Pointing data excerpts
------------
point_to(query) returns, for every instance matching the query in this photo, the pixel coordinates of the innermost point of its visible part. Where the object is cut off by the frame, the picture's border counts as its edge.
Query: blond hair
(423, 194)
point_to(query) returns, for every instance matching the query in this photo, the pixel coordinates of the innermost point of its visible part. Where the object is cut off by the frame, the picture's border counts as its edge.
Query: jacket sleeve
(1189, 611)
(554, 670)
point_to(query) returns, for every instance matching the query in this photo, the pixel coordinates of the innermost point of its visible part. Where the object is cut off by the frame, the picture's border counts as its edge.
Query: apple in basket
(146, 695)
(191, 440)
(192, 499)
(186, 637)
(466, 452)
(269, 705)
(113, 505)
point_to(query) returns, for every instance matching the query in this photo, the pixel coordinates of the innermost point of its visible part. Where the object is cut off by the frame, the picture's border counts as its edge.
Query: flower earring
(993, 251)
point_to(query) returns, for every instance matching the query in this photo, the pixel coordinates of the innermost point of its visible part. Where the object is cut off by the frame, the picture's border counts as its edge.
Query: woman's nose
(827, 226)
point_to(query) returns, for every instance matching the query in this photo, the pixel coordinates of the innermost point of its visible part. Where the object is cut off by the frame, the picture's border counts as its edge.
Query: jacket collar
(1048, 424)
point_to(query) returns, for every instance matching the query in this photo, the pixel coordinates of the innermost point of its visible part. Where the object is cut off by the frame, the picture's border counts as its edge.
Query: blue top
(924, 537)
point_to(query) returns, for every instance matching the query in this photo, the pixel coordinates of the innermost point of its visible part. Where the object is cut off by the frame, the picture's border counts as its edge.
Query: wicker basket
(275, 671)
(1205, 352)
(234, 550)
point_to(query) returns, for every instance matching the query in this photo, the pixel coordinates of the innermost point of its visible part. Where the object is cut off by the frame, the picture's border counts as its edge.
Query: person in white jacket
------------
Please pick out each line in the rows above that contains the word "basket" and copy it. Case counts.

● WRITTEN RESPONSE
Query: apple in basket
Query: wicker basket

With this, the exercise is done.